(Dataset excerpts)
━━━
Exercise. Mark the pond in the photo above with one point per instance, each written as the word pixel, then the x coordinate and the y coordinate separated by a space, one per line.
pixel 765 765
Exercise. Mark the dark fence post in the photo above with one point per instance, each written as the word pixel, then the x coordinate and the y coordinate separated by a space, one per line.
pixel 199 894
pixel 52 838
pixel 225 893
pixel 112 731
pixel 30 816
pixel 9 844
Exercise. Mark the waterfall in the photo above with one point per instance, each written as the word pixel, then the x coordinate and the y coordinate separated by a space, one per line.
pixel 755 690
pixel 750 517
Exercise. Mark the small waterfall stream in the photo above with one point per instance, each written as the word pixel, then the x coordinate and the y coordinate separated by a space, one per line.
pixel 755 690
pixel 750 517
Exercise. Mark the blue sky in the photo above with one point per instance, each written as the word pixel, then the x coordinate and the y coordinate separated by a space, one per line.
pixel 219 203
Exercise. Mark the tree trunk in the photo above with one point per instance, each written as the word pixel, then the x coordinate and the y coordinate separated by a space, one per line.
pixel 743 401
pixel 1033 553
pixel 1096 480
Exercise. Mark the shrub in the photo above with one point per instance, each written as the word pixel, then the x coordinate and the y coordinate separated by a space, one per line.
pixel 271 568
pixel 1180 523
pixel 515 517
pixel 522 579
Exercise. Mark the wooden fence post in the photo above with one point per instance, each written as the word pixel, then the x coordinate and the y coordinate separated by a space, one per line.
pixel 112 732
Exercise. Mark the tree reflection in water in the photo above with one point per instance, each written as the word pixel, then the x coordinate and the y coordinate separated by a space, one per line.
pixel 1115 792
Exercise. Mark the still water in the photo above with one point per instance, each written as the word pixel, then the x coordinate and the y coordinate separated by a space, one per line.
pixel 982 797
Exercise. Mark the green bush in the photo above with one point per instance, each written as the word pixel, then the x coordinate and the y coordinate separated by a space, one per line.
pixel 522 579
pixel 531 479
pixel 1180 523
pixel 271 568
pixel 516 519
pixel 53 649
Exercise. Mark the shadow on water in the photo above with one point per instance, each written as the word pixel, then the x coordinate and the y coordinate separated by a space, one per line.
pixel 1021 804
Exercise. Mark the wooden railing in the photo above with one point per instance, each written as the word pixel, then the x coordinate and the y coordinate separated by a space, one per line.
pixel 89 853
━━━
* Exercise brief
Please return all of the records exactly.

* Response
Exercise. Mark the pond in the photo above with one point per instance, each written as the word pixel, then the x coordinate and the y coordinate separated by a space, one per line.
pixel 765 765
Exercise. Mark the dark fence post in the photo above with one point per instance, each written as the word pixel, then the x coordinate and the y coordinate separated by a space, one per line.
pixel 199 894
pixel 52 838
pixel 225 893
pixel 112 731
pixel 30 816
pixel 9 844
Exercise. Mark the waterfall in the photo above with one point per instance, each written as the word pixel, then the x coordinate and the y coordinate separated by a space, one per line.
pixel 755 690
pixel 750 517
Exercise. Mark the small waterfall stream in the photo above with one point per instance, each written as the word pixel, then the x coordinate and the y coordinate separated by a space, one per line.
pixel 755 690
pixel 750 517
Exercise. Mark the blue sky in the photo above with one point per instance, each written as the word pixel, then the x coordinate and the y coordinate separated by a space, one per line.
pixel 219 203
Exercise. Mark the tree trunk in the photo above with one point per instance, each written as the word pixel, then the x coordinate and the y coordinate separated by a space, one per line.
pixel 743 401
pixel 1033 553
pixel 1096 480
Exercise. Mark the shrub in the photo above with one point per instance, each written as the word pixel, then the x coordinate and the y coordinate separated by a space, one per line.
pixel 271 568
pixel 1180 523
pixel 515 517
pixel 522 579
Exercise. Mark the wooden fence post in the photo above with one point per instance, each written as the word pixel, then the x coordinate and the y coordinate separated by a space, one per line.
pixel 112 732
Exercise. Mark the tree reflection in water in the photo above with one point per instance, each written as the word pixel, then the x coordinate and the y coordinate separated by a space, one per line.
pixel 1115 792
Exercise. Mark the still water in the photo above with one point per instance, each written as the word pixel, then the x coordinate and the y coordinate separated by a space, one per line.
pixel 982 797
Exercise. Mark the green bush in the photo above with one point per instance, each written as the word pixel, then the x coordinate and the y coordinate separated by a space, one per line.
pixel 522 579
pixel 531 479
pixel 1180 523
pixel 271 568
pixel 516 519
pixel 53 649
Exercise. Mark the shadow on water in the photo above with one point per instance, each written as the word pixel, then the x coordinate and the y coordinate separated by a space, one per line.
pixel 1021 804
Exercise. Mark the wooden railing in the photo above with one point per instance, each written as the word pixel, then the x coordinate and the y coordinate separated by a space, one per line.
pixel 89 853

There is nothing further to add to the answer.